[Exercise input start]
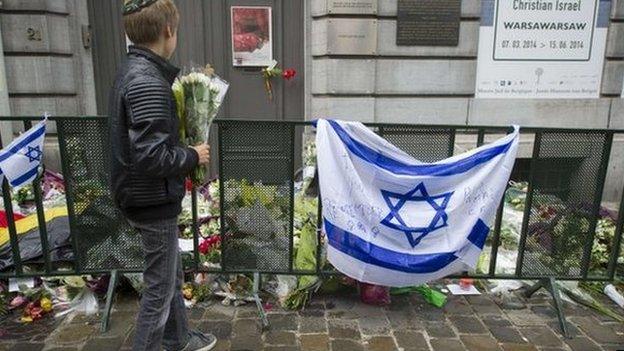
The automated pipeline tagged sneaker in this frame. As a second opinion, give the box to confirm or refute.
[182,330,217,351]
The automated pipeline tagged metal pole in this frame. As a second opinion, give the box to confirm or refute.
[0,21,13,145]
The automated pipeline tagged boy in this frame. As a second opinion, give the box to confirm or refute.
[109,0,217,351]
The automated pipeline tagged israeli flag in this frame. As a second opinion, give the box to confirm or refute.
[0,119,47,190]
[316,120,519,287]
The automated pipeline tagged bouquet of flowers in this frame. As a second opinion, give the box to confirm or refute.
[173,66,229,185]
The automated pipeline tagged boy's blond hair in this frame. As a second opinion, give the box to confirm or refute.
[123,0,180,45]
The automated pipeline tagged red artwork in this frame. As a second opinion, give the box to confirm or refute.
[232,6,273,66]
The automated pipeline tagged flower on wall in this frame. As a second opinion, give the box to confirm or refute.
[262,62,297,100]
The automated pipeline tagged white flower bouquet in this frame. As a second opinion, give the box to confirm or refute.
[172,66,229,185]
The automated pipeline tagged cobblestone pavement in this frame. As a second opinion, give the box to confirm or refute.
[0,288,624,351]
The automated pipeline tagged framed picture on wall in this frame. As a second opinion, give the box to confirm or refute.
[231,6,273,66]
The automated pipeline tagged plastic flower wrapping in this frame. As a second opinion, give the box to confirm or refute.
[172,66,229,185]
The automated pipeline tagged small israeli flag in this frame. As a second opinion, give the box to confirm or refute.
[0,119,47,190]
[316,120,519,287]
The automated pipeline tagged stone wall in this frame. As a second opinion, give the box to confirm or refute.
[306,0,624,128]
[0,0,96,170]
[0,0,95,121]
[306,0,624,201]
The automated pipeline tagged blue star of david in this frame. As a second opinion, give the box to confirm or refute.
[381,183,453,247]
[24,146,43,163]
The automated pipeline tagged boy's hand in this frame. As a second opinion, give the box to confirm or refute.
[193,144,210,165]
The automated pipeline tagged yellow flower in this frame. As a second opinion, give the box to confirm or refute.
[39,297,52,312]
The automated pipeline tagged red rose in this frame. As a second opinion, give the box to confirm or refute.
[282,68,297,80]
[198,239,210,255]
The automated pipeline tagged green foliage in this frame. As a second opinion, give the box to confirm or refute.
[13,185,35,206]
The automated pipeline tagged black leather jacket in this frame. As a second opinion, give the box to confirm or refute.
[109,46,198,221]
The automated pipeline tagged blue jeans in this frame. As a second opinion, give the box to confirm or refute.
[129,218,189,351]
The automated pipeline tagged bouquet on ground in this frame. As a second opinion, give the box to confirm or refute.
[173,65,229,185]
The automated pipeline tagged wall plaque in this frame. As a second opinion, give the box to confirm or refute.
[327,18,377,55]
[397,0,461,46]
[327,0,377,14]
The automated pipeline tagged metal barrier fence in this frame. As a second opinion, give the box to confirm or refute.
[0,117,624,334]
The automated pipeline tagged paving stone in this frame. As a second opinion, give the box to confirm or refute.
[367,336,397,351]
[83,338,124,351]
[412,296,446,322]
[10,342,42,351]
[267,313,299,330]
[570,317,624,345]
[103,311,136,338]
[211,340,232,351]
[197,321,232,339]
[459,335,501,351]
[493,294,527,311]
[328,319,360,340]
[262,346,301,351]
[331,339,364,351]
[46,324,95,345]
[432,338,465,351]
[489,326,527,344]
[299,317,327,334]
[448,315,487,334]
[299,302,325,317]
[472,302,503,315]
[264,330,297,346]
[236,305,259,318]
[299,334,329,351]
[394,330,428,351]
[501,343,537,351]
[68,312,100,325]
[519,325,561,346]
[506,310,548,326]
[531,305,557,319]
[425,322,456,338]
[359,316,390,335]
[548,321,582,337]
[610,323,624,334]
[232,319,262,336]
[564,336,601,351]
[443,296,473,315]
[230,334,262,351]
[186,306,206,320]
[387,309,424,330]
[202,303,236,320]
[384,294,412,311]
[481,315,512,327]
[Exercise input end]
▸ **What is required**
Copy the data above word for word, from the line with "The automated pipeline tagged stone" up to and including the line with "[0,117,624,334]".

▸ **Exercise solution**
The automated pipeline tagged stone wall in this frame. As a second opinion, give the box to confirm or refute.
[306,0,624,128]
[0,0,96,170]
[0,0,95,121]
[306,0,624,201]
The automated pipeline tagged blue star of david in this frame. As a second opinion, give the box to confirm or refute.
[381,183,453,247]
[24,146,43,163]
The automated pipeline tagged boy's hand in this frame. As a second opinion, give the box to confirm or refute.
[193,144,210,165]
The automated pipeline tagged yellow flower in this frame. As a second opinion, give the box to confirm or refute.
[39,297,52,312]
The automated pipeline tagged red rose in this frame. As a second opinion, give the box to confirm or refute.
[282,68,297,80]
[198,239,210,255]
The automated pipeline tagged green foliage in this frame. As a second opinion, give the box to confirm or refute.
[13,185,35,206]
The automated pipeline tagged black leather jacket in this frame. As a second opinion, give the box to confirm or refute.
[109,46,198,221]
The automated pipeline tagged blue jeans in this frame. As a second opinion, give the box to confirm or refute.
[129,218,189,351]
The automated pipeline tagged bouquet on ground in this frame. As a second opinion, give the box to confirm or refute.
[173,65,229,185]
The automated pipeline tagged wall plaque in this frame. As a second opinion, give the box to confirm or refute.
[327,18,377,55]
[397,0,461,46]
[327,0,377,14]
The automated pipeline tagged metal barrier fence in this frame. As a second opinion, give the box to confirm or refute.
[0,117,624,334]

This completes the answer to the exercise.